#### Exercise prompt
The entries are to be duplicated exactly, with nothing left out.

#### Data excerpts
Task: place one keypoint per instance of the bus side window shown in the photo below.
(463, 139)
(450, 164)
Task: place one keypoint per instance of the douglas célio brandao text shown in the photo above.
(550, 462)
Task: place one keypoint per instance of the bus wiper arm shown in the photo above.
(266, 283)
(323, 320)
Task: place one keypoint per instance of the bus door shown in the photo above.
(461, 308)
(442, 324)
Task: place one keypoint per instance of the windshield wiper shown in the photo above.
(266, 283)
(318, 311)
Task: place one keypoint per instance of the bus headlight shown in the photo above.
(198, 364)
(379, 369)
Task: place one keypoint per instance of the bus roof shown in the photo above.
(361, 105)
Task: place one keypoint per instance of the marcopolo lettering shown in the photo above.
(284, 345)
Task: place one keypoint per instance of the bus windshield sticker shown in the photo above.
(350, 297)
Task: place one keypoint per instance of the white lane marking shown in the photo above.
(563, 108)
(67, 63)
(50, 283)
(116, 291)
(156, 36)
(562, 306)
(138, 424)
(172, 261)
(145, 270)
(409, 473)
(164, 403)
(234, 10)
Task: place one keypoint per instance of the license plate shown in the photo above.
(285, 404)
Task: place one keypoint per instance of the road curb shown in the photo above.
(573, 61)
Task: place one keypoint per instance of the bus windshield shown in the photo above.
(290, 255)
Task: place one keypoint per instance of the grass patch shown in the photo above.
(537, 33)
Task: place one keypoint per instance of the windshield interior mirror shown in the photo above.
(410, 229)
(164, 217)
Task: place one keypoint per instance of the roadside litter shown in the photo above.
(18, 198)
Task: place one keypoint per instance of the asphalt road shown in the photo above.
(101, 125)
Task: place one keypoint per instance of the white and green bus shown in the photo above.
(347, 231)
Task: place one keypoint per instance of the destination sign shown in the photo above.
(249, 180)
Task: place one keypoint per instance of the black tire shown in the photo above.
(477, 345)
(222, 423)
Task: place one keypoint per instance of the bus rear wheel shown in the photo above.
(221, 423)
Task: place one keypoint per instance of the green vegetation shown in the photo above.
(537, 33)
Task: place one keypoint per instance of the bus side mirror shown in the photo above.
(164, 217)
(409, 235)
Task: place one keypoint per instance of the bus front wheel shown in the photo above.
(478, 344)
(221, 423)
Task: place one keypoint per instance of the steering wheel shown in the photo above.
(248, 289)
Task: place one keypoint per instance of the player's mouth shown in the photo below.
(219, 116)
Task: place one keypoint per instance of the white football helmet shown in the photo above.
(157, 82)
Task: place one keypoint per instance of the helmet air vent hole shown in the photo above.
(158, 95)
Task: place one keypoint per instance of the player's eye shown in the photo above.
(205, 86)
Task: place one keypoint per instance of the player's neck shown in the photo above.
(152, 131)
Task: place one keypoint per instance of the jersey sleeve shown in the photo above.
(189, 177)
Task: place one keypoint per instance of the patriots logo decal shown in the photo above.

#### The answer
Task: place one keypoint per instance of the bus side window shown in the photo below.
(463, 139)
(450, 164)
Task: place one keypoint per instance of the douglas célio brandao text shown in the photo above.
(550, 462)
Task: place one keypoint per instance of the bus wiper arm shown in the photo above.
(266, 283)
(323, 320)
Task: place one keypoint per instance of the bus door shown in the photo above.
(461, 308)
(442, 324)
Task: place one keypoint per instance of the windshield wiper shown in the photo above.
(266, 283)
(318, 311)
Task: place one keypoint per instance of the bus headlight shown in the photo above.
(198, 364)
(379, 369)
Task: place one keypoint per instance of the bus roof shown in the photo above.
(361, 105)
Task: place one keypoint per instance of the marcopolo lettering shown in the photo above.
(284, 345)
Task: place one keypoint per instance of the bus windshield sticker shown in the photo above.
(350, 297)
Task: place one keypoint per instance of the white lane marking shown in the photo above.
(563, 108)
(67, 63)
(50, 283)
(116, 291)
(156, 36)
(562, 306)
(138, 424)
(172, 261)
(145, 270)
(409, 473)
(164, 403)
(234, 10)
Task: place one keypoint per instance of the license plate shown in the photo above.
(285, 404)
Task: place one keypoint per instance of the road curb shown in the photo above.
(573, 61)
Task: place one keypoint per instance of the bus windshield shown in the photo above.
(290, 255)
Task: place one keypoint per instance of the grass patch shown in the photo above.
(537, 33)
Task: place one keypoint per instance of the windshield interior mirror shown in the photo above.
(410, 229)
(164, 217)
Task: place one keypoint per instance of the roadside litter shown in the photo above.
(18, 198)
Task: place one keypoint per instance of the asphalt road shown in the photo above.
(101, 125)
Task: place one keypoint per instance of the white and green bus shown in the photo above.
(347, 231)
Task: place one keypoint per instance of the destination sign shown in the photo above.
(249, 180)
Task: place one keypoint per instance of the black tire shown in the photo above.
(477, 345)
(222, 423)
Task: place one keypoint per instance of the bus rear wheel shown in the photo above.
(221, 423)
Task: place one keypoint per instance of the green vegetation shown in the photo above.
(537, 33)
Task: place one keypoint per instance of the bus side mirror shown in the photo above.
(164, 217)
(409, 235)
Task: place one keypoint per instance of the bus front wheel shown in the photo above.
(478, 344)
(221, 423)
Task: place one keypoint per instance of the steering wheel shown in the photo above.
(248, 289)
Task: place one keypoint per instance of the player's mouth shown in the photo below.
(219, 116)
Task: place one keypoint per instance of the white football helmet shown in the photo above.
(157, 82)
Task: place one keypoint per instance of the helmet air vent hole shown in the photo above.
(158, 95)
Task: place one keypoint per instance of the player's eye shown in the photo above.
(205, 86)
Task: place one keypoint per instance of the player's neck shown in the photo above.
(152, 131)
Task: place one keypoint per instance of the jersey sleeve shown in the photo above.
(189, 177)
Task: place one keypoint per instance of the patriots logo decal shown in the photo above.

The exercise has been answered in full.